**STUDY TEXT:**
The Dragons Guard The "City of London!"

LONDON | Financial sector workers in Britain believe the gap between rich and poor is too wide, according to a survey by a think-tank published on Monday. The report, by an institute linked to St Paul’s Cathedral in London where anti-capitalist protesters have been camping since mid-October, said 75 percent of respondents thought the wealth divide was too big.

Bankers, brokers and corporate lawyers working in the City of London financial district were questioned about the ethics of their salaries and bonuses and corporate social responsibility.

Two-thirds of respondents said “salary and bonuses” were the main motivation for financial services professionals, with “enjoyment of the work” coming a distant second.

However, 70 percent of respondents believe bonuses and rewards for City workers should only reflect long-term success, rather than short-term performance.

Most financial services professionals in London think that deregulation of financial markets results in less ethical behaviour.

Deregulation in 1986 helped transform the City of London into a rival to Wall Street in New York.

But it changed a culture of financial partnerships — where bankers and traders essentially betted on markets with their own money — into a culture based increasingly on risk-taking.

The St Paul’s Institute report, “Value and Values: Perceptions of Ethics in the City Today”, was based on a survey of 515 financial professionals carried out between August 30 and September 12.

The 200-tent camp of protesters demonstrating against corporate greed outside St Paul’s Cathedral — an offshoot of the Occupy Movement, which began in Wall Street in New York — has sharply divided the cathedral authorities.

Planned legal action against the activists was suspended and the head of St Paul’s, Dr Giles Fraser, resigned rather than see protesters forcibly evicted.

**WORK TASK:**
Print the stretch of the article on the City of London survey from "Bankers, brokers and" through "less ethical behaviour.". Rely on nothing but the article above.

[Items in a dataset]

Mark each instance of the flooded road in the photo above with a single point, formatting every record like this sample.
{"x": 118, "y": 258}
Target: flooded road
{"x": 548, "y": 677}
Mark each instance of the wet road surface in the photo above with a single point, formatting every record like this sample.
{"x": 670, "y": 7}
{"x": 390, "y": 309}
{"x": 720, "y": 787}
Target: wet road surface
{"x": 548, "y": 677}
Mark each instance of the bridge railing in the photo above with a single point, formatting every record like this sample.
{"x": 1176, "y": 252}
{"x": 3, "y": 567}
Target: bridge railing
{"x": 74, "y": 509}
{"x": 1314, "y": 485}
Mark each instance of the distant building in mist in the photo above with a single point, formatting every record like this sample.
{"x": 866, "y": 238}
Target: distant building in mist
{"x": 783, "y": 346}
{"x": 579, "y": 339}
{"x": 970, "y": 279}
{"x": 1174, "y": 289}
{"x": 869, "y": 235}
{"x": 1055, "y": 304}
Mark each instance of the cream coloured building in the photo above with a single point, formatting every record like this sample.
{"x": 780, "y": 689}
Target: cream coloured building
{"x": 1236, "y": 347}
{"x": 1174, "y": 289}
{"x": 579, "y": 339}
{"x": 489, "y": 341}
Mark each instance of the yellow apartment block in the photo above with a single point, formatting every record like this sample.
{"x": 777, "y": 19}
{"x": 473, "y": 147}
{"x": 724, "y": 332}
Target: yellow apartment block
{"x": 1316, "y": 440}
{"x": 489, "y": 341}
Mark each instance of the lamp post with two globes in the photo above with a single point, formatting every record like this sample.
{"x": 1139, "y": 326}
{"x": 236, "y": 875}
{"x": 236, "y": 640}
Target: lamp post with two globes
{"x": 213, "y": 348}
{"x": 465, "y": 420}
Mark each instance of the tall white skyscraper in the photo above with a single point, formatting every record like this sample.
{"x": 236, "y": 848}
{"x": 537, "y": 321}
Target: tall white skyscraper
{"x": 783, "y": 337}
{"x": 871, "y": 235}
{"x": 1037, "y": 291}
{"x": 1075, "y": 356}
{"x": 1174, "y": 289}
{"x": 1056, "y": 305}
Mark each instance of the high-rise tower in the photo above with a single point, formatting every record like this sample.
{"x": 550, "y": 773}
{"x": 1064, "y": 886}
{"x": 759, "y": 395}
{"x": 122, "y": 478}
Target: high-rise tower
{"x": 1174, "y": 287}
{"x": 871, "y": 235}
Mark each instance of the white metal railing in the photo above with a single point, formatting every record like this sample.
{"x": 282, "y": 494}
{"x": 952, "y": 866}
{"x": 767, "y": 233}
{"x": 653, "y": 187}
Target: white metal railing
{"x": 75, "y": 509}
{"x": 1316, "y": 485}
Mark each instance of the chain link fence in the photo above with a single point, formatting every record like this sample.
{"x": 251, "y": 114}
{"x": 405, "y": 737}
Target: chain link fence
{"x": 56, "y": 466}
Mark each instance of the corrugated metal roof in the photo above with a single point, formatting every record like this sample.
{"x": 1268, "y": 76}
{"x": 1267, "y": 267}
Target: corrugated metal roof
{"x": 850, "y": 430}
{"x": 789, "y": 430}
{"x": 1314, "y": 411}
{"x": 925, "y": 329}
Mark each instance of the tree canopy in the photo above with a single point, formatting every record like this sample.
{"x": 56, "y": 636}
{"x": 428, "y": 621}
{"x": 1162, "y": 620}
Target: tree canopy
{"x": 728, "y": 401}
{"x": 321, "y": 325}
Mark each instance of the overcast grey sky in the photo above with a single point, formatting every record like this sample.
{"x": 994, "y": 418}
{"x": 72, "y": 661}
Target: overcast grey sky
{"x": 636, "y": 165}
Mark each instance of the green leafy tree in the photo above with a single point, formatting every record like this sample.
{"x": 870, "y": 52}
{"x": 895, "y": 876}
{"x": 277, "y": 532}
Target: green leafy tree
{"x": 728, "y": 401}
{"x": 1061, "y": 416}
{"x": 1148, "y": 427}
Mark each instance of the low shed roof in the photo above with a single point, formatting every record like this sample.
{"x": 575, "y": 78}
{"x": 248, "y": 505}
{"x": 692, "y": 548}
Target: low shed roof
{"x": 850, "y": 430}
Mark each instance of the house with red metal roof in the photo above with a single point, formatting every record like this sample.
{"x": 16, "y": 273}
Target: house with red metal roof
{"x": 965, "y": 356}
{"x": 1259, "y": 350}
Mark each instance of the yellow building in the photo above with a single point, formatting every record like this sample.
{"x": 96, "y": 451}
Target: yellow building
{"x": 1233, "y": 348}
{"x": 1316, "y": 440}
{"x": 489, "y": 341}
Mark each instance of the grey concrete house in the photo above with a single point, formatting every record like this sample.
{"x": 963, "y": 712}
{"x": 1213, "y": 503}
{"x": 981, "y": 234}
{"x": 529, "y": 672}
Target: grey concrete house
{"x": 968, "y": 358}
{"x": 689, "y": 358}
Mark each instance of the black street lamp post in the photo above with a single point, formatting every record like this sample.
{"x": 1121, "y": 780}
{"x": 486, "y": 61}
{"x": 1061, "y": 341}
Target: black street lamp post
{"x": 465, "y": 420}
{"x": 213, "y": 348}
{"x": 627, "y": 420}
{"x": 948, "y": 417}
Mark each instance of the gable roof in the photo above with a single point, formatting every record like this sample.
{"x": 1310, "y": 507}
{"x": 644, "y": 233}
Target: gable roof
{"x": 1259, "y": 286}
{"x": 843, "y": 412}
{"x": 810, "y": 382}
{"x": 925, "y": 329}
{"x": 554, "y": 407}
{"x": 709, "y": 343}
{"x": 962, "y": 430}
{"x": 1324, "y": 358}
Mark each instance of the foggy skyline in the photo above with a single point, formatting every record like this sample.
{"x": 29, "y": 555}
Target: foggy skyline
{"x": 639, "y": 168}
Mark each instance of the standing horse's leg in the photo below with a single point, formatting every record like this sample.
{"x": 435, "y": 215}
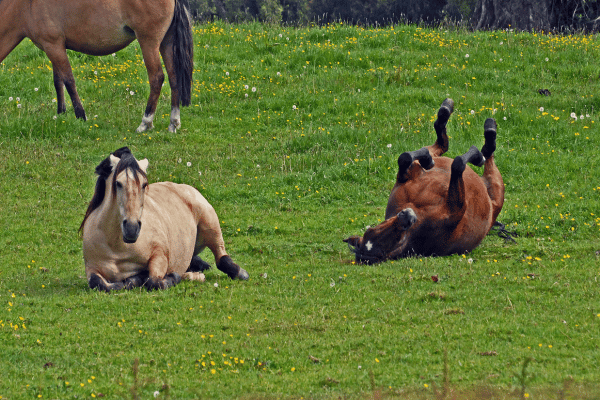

**OUTPUT FOR THIS TASK:**
Bankers, brokers and corporate lawyers working in the City of London financial district were questioned about the ethics of their salaries and bonuses and corporate social responsibility.

Two-thirds of respondents said “salary and bonuses” were the main motivation for financial services professionals, with “enjoyment of the work” coming a distant second.

However, 70 percent of respondents believe bonuses and rewards for City workers should only reflect long-term success, rather than short-term performance.

Most financial services professionals in London think that deregulation of financial markets results in less ethical behaviour.